____ INFORMATION SHOWN

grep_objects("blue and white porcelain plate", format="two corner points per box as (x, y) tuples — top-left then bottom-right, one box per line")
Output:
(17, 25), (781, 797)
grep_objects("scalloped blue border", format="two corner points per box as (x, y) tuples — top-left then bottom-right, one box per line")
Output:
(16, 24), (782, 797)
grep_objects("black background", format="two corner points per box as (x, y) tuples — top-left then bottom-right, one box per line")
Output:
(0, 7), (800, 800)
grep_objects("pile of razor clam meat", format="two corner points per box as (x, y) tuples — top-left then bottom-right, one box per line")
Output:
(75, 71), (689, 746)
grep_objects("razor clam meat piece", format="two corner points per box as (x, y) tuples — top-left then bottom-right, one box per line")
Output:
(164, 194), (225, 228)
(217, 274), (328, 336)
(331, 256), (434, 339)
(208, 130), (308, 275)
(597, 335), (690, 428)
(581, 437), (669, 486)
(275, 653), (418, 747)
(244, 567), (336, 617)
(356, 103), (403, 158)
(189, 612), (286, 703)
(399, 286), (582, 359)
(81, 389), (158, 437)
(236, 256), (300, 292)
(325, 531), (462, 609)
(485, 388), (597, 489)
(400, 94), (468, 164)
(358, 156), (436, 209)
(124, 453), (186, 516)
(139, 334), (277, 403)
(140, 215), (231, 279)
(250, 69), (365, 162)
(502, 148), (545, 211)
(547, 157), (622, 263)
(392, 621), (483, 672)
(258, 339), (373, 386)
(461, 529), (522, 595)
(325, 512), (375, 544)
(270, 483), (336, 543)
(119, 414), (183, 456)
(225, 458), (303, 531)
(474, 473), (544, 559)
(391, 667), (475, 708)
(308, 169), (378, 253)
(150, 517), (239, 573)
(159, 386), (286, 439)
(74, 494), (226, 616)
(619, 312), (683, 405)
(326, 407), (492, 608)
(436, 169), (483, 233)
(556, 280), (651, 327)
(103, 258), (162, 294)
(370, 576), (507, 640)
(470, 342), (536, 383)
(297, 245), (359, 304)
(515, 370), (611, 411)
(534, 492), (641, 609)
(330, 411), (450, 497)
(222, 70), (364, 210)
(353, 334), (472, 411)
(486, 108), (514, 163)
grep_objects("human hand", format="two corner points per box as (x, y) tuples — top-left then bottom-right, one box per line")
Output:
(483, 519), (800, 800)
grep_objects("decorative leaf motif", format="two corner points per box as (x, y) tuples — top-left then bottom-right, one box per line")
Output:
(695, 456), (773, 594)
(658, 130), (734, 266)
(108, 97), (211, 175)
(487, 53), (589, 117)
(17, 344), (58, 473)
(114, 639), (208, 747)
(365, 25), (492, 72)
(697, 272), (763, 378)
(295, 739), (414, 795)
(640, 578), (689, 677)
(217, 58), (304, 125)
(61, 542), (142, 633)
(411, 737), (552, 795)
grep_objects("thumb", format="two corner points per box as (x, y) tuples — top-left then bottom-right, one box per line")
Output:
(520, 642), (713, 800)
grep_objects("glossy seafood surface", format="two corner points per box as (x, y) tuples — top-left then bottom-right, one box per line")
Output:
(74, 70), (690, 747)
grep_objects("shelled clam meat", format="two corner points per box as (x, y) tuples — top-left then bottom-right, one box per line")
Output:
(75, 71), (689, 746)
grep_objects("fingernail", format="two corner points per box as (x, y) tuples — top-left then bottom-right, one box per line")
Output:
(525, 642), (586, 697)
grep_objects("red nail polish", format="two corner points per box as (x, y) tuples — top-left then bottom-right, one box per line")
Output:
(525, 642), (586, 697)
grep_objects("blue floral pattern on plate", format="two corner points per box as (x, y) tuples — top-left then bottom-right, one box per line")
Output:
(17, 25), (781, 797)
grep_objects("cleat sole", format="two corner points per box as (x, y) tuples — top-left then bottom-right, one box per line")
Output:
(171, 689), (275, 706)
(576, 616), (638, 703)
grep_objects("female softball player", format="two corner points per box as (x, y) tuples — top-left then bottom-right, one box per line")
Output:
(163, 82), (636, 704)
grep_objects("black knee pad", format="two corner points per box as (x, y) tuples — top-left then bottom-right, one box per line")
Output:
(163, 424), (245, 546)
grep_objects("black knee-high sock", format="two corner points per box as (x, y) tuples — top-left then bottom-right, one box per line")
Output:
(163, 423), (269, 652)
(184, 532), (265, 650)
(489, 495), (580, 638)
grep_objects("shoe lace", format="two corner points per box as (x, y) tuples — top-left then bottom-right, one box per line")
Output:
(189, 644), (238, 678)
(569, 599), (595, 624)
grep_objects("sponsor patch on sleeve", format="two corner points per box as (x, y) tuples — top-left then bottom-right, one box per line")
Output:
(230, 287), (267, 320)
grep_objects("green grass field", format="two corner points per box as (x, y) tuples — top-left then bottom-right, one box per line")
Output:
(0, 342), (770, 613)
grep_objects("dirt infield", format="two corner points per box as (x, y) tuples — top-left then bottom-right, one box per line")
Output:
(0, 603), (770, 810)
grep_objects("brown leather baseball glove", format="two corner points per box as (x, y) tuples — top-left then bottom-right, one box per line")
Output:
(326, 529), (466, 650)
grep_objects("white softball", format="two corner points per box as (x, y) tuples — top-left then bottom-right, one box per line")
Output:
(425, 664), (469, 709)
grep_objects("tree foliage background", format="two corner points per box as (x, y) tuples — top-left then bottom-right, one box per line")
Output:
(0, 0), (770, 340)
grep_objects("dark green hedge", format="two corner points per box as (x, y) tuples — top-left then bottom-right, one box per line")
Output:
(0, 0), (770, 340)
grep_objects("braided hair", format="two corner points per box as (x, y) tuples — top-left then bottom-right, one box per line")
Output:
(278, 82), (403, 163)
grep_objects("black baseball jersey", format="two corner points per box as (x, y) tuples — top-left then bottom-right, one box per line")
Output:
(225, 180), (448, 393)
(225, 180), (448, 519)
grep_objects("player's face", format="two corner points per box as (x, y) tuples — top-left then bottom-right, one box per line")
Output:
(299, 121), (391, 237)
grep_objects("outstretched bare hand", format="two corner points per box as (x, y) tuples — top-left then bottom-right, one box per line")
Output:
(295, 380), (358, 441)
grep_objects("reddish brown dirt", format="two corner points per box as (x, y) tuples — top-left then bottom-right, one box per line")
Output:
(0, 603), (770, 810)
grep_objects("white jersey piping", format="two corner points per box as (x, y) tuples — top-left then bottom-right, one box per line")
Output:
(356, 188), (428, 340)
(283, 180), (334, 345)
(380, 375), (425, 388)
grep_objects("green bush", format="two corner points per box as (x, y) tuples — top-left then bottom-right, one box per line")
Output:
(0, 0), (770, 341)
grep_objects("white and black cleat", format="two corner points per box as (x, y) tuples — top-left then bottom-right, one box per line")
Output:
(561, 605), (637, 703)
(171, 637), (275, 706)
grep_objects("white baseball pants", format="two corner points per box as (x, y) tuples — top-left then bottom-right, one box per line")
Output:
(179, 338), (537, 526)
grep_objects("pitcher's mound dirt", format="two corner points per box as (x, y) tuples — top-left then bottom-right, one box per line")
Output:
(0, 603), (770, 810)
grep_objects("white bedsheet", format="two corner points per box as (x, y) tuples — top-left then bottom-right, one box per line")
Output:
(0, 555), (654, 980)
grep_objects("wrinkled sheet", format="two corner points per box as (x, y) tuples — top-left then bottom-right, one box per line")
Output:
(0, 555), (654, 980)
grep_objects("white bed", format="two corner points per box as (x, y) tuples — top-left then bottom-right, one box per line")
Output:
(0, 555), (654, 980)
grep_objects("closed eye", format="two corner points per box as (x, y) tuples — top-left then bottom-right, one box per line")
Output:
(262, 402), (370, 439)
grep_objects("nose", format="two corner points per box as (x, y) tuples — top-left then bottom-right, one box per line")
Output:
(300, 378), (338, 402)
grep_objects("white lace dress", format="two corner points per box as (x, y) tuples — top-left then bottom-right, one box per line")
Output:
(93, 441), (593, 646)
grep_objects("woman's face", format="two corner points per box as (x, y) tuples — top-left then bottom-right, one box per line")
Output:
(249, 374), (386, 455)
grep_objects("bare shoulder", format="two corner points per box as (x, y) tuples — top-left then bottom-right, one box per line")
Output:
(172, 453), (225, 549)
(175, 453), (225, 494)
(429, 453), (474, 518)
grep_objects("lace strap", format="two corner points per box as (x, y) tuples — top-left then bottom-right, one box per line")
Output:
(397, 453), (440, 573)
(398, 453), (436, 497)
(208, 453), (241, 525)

________

▶ _WRITTEN REQUEST_
Rewrite everything from the start of the items down to the line containing "(16, 24), (782, 797)", replacing "scalloped" with "wavy" and leaving the rest unchanged.

▶ _THE RESPONSE_
grep_objects("blue and white porcelain plate", format="two corner points per box as (x, y) tuples — top-left then bottom-right, one box per line")
Output:
(17, 25), (781, 797)
grep_objects("wavy blue border", format="two corner points per box as (x, y) tuples — top-left then bottom-right, one box per line")
Output:
(16, 24), (782, 797)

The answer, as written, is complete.